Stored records
##############################

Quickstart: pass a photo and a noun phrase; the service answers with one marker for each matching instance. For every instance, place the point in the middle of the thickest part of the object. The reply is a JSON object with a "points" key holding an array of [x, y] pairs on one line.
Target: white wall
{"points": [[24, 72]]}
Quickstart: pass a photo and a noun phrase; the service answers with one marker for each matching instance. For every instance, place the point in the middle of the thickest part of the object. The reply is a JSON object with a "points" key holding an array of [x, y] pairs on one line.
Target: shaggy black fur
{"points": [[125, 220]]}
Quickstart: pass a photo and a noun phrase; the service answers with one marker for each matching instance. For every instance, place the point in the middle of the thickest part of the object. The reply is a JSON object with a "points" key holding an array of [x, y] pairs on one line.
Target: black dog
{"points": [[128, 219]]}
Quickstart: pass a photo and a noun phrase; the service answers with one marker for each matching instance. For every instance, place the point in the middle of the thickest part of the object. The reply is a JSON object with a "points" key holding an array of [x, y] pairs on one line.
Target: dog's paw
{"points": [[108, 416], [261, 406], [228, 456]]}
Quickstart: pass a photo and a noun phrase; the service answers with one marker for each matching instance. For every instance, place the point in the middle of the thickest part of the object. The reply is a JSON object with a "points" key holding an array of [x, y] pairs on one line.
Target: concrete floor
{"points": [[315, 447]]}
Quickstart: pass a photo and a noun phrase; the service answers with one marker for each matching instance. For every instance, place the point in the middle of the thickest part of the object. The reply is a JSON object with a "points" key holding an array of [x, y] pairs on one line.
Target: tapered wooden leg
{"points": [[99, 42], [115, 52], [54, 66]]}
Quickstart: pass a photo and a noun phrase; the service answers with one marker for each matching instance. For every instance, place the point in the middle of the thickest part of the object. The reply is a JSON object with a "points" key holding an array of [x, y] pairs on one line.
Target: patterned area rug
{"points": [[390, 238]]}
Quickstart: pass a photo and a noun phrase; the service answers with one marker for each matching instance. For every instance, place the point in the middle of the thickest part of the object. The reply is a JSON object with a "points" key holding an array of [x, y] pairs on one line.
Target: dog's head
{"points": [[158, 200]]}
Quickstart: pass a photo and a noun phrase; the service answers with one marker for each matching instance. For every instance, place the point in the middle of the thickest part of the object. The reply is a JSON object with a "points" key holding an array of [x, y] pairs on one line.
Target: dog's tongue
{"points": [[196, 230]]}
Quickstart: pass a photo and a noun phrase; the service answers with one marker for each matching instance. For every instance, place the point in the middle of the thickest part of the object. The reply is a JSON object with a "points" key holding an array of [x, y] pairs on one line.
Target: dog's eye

##############################

A full, exact copy of the entries is required. Return it.

■ The answer
Quickstart: pass a photo and a noun phrase; the service answers with one marker for each matching instance. For every instance, place the point in the middle of the thickest part of the object. The reply is a JSON object with a "points" key holding an array of [x, y] pairs on one line.
Target: white wall
{"points": [[24, 72]]}
Quickstart: pass a photo and a noun phrase; the service answers with one marker for each matching instance. For every instance, place the point in the middle of the thickest part of the object. The reply is a JSON object with a "points" key holding an array of [x, y] pairs on one line.
Target: shaggy black fur
{"points": [[125, 220]]}
Quickstart: pass a photo and a noun phrase; the service answers with one marker for each matching instance. For every instance, place the point in the middle of the thickest part of the object. The reply is a JSON object with a "points" key holding an array of [x, y] pairs on one line.
Target: black dog
{"points": [[128, 219]]}
Quickstart: pass a photo and a noun phrase; the service answers with one marker for each matching instance. For every instance, place the point in the middle of the thickest part of the object. The reply is a JSON object with a "points" key holding an array of [x, y] pairs on one line.
Target: dog's paw
{"points": [[108, 416], [261, 406], [228, 456]]}
Quickstart: pass a photo and a noun phrase; the service answers with one marker for each matching instance. For every instance, place the point in the middle of the thickest part of the object. The reply is a JSON object with a "points" key holding an array of [x, y] pairs on one line.
Target: concrete floor
{"points": [[315, 447]]}
Quickstart: pass a photo and a noun phrase; the service answers with one marker for each matching instance. For every instance, place the point in the middle of the thickest part of the object. The reply is a JSON object with a "points" key holding an array of [x, y] pairs on one line.
Target: tapered wooden leg
{"points": [[99, 42], [115, 52], [54, 66]]}
Quickstart: pass a photo and a noun phrase; the service answers with one marker for each matching instance. For every instance, place the point in the middle of the thickest part of the object. The reply is a JSON object with a "points" key holding an array of [x, y] pairs on one line.
Target: patterned area rug
{"points": [[390, 238]]}
Quickstart: pass a photo and a noun phrase; the service answers with one marker for each matching instance. For every instance, place the point in the middle of the thickest part of the object. The reply is a JSON object with a "points" key holding an array of [x, y] pairs on one line.
Target: dog's head
{"points": [[158, 200]]}
Quickstart: pass a photo and a noun phrase; the service answers with one marker for each matching instance. For every instance, place the point in the middle of the thickest part of the object. The reply is a JSON object with a "points" key holding an array of [x, y] pairs on one line.
Target: dog's tongue
{"points": [[196, 230]]}
Quickstart: pass a photo and a noun phrase; the service answers with one marker for each matching instance. For every instance, place the point in the middle of the thickest part of the object. The reply is a JSON object with a "points" key holding an array of [x, y] pairs on one line.
Target: dog's eye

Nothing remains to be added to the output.